WHAT THIS TASK INVOLVES: Please rewrite the passage on historical and operational science, beginning at the words "Briefly put, operational" and stopping after "the natural sciences.". Change "repetition" to "replication" wherever it appears in that span.

SOURCE PASSAGE:
+++

Published: 1 October 2020 (GMT+10)
Image for commentary (Fair Use)jeff-goldblum
Jeff Goldblum as Dr Ian Malcolm

The question of historical vs operational science is raised often in the evolution-creation debate. But evolutionists often cry foul, saying there is no distinction between these two supposed forms of science—that this is something the creationists made up. Nothing could be further from the truth!

Historical science is fundamentally less reliable than operational science, primarily because unlike operational science, historical science is unfalsifiable in the strict sense. This is directly contrary to the views of Dr Carol Cleland, a secular philosopher of science who has attempted to blunt this argument by claiming that the two are on the same level.1 But it is not just the lack of falsifiability; there is also a lack of reliability, and this gets worse the farther back in time one tries to go. Sure, it is possible to find fossilized remains of an ancient animal that clearly show the reason it died, and it is possible to find remains from a recently killed animal that are less well preserved and thus the reason for death is more mysterious, but, in general, time obscures evidence. This is a major problem with historical science.

Briefly put, operational science deals with the ongoing operations of nature, and is therefore subject to direct experimentation and—this is key—repetition. The fact that we can repeat experiments and consistently confirm the results is a major factor in how operational science works at a fundamental level. Operational science was an amazing development in human history, and we mainly developed through an application of Christian theology to the natural sciences.

Historical science, on the other hand, lacks this factor of repeatability (since we can’t repeat the past). Historical science is all about looking at evidence in the present and trying to piece together a picture of the past based upon those clues. This process is naturally laden with conjecture.

The sliding scale of reliability

Frequently, trying to draw a distinction between operational and historical science will generate a complaint in reply: “What about forensic investigations, like crime scene investigations? Should we not trust the results of forensic science just because the crimes are not repeatable or because they were not directly observed by the investigator?” But forensics does not operate in a vacuum. It is usually combined with eyewitness testimony and relevant circumstantial evidence. Neither of these are available when extrapolating into the distant past. The exception to this is that we have a book that claims to be eyewitness to the history of the universe: the Bible. In the secular version of historical science, it is the amount of time about which we are speculating that matters. The further back in time they attempt to go, the less confidence we should have in their speculations. Forensic investigators are looking at evidence on a very short timescale, comparatively speaking. Secular paleontologists, however, make claims stretching into the millions or even billions of years. Hence, they are introducing a giant amount of uncertainty. And their speculations have no bounds because they are unconstrained by any eyewitness testimony. This has huge implications for the creation/evolution controversy!

+++

MATERIAL SHOWN:
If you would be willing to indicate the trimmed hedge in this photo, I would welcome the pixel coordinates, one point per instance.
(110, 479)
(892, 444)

+++

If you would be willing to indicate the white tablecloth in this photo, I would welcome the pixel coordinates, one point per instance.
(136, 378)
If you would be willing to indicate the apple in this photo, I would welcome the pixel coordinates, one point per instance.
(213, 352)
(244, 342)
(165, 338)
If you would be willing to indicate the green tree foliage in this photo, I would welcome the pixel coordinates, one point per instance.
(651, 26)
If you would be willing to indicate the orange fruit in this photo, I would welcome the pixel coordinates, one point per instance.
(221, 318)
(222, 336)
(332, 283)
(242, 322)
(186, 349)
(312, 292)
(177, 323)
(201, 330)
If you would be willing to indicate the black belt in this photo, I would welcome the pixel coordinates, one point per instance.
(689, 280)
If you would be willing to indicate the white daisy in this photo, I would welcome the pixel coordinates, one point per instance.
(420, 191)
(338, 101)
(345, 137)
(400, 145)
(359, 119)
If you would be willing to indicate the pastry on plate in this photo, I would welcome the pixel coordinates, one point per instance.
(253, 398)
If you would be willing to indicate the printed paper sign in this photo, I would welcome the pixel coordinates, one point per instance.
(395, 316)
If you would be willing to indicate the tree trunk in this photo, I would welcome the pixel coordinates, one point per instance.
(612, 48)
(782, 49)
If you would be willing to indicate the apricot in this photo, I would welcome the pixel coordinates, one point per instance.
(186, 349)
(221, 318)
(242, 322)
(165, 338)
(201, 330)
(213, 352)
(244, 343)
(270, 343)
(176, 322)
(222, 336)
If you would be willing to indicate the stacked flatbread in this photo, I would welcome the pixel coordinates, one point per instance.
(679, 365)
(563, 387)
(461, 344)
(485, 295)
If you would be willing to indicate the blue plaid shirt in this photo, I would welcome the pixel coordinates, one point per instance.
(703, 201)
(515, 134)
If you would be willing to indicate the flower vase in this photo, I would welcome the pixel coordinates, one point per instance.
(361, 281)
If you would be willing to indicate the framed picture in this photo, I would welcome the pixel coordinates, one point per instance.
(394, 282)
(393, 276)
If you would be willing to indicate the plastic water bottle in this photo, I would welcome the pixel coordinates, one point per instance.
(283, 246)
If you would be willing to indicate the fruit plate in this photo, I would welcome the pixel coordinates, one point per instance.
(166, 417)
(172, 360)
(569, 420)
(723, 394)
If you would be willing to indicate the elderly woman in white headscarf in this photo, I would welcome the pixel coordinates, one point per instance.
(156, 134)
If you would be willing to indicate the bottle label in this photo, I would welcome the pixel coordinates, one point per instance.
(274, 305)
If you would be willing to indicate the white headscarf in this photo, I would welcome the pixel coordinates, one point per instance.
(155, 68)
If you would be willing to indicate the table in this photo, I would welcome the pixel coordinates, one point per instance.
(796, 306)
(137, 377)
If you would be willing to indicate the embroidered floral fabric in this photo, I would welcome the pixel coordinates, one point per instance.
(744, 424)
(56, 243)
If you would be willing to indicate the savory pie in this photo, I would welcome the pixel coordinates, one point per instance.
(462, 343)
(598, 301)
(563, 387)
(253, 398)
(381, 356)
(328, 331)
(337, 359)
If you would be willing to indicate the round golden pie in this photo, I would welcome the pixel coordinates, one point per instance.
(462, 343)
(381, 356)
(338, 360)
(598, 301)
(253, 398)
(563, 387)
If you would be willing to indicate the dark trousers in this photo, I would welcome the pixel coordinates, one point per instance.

+++

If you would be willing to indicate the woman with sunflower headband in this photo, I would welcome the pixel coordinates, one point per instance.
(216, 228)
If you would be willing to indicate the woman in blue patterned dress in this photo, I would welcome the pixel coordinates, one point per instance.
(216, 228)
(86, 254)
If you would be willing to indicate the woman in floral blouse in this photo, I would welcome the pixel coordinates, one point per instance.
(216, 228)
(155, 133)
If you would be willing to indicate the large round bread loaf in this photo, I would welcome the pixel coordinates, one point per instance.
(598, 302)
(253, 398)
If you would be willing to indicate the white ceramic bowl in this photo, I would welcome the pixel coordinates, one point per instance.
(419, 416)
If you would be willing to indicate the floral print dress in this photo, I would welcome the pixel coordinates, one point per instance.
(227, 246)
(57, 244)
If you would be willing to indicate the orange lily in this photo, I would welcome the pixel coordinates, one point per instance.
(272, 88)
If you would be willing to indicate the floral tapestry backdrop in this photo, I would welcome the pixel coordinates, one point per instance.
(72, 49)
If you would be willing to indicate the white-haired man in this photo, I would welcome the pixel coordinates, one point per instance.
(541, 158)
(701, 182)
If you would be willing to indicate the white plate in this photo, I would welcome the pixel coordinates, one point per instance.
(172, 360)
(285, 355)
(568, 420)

+++

TASK ANSWER:
Briefly put, operational science deals with the ongoing operations of nature, and is therefore subject to direct experimentation and—this is key—replication. The fact that we can repeat experiments and consistently confirm the results is a major factor in how operational science works at a fundamental level. Operational science was an amazing development in human history, and we mainly developed through an application of Christian theology to the natural sciences.